[Region pointing data]

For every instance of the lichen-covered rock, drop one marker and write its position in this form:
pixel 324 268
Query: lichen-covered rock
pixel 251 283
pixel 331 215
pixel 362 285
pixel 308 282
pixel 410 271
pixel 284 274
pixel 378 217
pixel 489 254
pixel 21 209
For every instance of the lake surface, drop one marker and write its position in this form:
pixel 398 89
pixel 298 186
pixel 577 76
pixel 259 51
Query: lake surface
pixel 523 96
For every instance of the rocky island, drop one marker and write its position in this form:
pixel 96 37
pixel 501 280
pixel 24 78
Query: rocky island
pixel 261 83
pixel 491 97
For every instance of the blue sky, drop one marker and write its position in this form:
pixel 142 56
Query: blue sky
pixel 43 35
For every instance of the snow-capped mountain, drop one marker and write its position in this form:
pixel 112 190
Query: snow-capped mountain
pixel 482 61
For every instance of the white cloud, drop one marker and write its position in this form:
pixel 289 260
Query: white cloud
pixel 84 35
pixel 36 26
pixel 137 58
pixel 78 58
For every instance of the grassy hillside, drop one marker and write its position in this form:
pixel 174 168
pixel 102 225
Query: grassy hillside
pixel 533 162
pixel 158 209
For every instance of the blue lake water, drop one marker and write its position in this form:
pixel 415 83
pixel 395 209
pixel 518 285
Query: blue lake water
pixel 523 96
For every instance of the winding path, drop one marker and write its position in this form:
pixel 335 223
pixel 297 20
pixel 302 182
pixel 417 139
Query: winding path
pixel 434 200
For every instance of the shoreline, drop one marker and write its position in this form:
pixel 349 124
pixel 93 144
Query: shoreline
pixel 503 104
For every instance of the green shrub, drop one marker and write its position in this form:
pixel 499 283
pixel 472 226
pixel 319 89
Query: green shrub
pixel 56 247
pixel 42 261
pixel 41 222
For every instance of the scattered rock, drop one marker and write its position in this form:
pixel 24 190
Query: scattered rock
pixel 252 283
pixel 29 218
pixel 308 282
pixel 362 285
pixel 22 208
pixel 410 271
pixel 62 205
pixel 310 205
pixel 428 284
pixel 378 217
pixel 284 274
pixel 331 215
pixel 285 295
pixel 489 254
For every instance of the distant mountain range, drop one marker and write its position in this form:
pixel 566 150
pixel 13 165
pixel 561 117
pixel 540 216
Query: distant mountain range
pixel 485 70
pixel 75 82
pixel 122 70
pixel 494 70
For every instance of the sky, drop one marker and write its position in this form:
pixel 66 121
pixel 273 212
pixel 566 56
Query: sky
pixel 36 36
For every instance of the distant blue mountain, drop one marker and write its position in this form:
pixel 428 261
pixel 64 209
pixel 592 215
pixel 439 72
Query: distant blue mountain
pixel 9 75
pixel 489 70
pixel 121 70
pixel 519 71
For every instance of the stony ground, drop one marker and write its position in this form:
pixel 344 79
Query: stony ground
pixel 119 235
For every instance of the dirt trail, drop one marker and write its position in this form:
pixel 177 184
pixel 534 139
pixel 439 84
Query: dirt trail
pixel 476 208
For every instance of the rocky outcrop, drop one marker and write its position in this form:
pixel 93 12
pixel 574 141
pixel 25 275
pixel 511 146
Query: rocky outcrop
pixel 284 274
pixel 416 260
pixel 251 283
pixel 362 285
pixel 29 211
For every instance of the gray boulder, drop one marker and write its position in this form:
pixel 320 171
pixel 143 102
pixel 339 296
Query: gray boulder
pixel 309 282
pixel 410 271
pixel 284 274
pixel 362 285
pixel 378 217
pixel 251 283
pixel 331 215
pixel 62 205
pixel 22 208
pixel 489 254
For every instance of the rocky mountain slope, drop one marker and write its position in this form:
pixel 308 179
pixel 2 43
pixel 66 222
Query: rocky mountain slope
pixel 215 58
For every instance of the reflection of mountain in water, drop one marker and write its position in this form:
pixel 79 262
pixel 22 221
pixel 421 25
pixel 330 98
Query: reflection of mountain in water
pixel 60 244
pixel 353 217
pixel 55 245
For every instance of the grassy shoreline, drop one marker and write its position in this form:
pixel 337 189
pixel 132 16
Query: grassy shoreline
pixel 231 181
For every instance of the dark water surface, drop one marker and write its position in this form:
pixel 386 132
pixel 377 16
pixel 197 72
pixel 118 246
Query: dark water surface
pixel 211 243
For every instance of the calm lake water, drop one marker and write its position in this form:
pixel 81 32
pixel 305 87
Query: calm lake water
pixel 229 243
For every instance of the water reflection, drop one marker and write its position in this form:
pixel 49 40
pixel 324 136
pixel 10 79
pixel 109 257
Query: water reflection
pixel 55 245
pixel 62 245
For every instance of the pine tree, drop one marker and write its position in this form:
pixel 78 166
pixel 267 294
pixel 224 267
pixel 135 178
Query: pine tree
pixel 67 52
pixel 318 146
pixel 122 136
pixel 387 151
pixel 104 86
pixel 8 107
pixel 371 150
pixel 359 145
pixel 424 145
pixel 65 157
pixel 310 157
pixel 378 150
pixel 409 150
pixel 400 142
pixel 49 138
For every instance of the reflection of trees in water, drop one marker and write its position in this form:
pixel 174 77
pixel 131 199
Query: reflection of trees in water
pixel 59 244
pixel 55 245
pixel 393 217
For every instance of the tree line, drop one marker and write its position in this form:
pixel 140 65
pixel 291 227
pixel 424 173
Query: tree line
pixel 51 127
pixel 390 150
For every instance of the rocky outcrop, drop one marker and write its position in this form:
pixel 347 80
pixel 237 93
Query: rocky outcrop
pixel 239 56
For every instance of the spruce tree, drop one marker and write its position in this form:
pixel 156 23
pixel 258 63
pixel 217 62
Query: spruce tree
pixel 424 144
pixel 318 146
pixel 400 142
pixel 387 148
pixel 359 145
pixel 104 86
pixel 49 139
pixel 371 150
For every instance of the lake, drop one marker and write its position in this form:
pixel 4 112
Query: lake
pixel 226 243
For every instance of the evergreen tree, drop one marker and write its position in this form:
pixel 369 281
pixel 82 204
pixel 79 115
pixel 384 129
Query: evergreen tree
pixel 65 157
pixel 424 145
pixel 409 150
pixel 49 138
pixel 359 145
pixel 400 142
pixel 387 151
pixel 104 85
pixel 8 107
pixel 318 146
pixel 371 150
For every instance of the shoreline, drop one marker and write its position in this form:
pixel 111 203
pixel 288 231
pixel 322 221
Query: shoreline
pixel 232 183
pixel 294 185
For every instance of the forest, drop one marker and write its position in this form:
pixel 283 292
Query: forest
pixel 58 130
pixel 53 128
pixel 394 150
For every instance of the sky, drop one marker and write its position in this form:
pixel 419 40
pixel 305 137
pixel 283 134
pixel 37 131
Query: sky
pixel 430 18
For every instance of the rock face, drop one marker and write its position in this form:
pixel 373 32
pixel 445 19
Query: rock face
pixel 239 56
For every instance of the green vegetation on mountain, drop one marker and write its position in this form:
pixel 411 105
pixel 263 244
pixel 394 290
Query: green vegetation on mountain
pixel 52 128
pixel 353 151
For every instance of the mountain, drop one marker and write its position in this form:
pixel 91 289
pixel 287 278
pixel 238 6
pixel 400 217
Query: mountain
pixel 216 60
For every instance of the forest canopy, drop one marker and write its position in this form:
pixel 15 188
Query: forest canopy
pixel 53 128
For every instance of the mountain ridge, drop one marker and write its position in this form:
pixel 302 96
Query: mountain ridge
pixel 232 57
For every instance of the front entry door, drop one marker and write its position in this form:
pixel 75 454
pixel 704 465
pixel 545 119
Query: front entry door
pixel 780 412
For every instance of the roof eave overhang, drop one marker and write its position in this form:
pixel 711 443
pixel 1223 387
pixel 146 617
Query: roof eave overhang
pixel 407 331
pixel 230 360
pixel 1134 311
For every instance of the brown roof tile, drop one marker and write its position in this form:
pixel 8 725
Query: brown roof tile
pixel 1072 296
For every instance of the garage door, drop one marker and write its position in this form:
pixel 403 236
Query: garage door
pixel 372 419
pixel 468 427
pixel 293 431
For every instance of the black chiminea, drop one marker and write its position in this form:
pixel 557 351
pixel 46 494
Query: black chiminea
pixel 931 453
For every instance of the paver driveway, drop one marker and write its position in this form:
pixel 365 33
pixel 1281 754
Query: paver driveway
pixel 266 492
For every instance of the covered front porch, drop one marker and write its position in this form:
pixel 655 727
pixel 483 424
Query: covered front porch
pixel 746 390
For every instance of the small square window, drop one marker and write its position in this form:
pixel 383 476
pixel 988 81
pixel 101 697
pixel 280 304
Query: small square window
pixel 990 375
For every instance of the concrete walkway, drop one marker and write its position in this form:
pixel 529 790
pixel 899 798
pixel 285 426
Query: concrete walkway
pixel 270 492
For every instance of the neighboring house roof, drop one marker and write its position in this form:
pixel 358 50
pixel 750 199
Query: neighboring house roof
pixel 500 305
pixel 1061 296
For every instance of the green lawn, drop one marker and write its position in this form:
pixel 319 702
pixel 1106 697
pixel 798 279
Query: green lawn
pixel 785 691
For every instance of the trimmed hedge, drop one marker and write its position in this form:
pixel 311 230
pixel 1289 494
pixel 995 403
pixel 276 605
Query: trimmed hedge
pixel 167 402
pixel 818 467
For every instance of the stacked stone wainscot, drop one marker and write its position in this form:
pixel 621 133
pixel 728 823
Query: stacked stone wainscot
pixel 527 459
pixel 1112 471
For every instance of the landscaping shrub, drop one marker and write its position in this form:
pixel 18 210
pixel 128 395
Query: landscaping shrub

## Problem description
Please, from the entries above, set down exactly the lines from the one containing "pixel 288 231" through the one containing "pixel 1223 387", and only those.

## Finished exercise
pixel 288 231
pixel 322 221
Query: shoreline
pixel 232 183
pixel 294 185
For every instance of the forest, drop one marker and write its position in this form:
pixel 283 292
Query: forest
pixel 58 130
pixel 53 128
pixel 394 150
For every instance of the sky, drop one marker and write its position in this form:
pixel 419 40
pixel 305 137
pixel 283 134
pixel 37 131
Query: sky
pixel 430 18
For every instance of the rock face, drop one marker and write its position in this form:
pixel 373 32
pixel 445 19
Query: rock face
pixel 239 56
For every instance of the green vegetation on mountain, drop one marker and write its position in this form:
pixel 411 105
pixel 263 244
pixel 394 290
Query: green vegetation on mountain
pixel 52 128
pixel 353 151
For every instance of the mountain, drop one marker and write its position in this form:
pixel 91 289
pixel 287 278
pixel 238 6
pixel 400 217
Query: mountain
pixel 216 60
For every instance of the forest canopy, drop one marker and write its position in this form:
pixel 15 188
Query: forest canopy
pixel 53 128
For every instance of the mountain ridge, drop one marker and write its position in this form:
pixel 302 96
Query: mountain ridge
pixel 232 57
For every instance of the front entry door, drop one marker and write its position in this form:
pixel 75 454
pixel 704 465
pixel 545 119
Query: front entry door
pixel 780 412
For every instance of the roof eave overhang, drop one marker and write its position in this form:
pixel 711 443
pixel 1223 387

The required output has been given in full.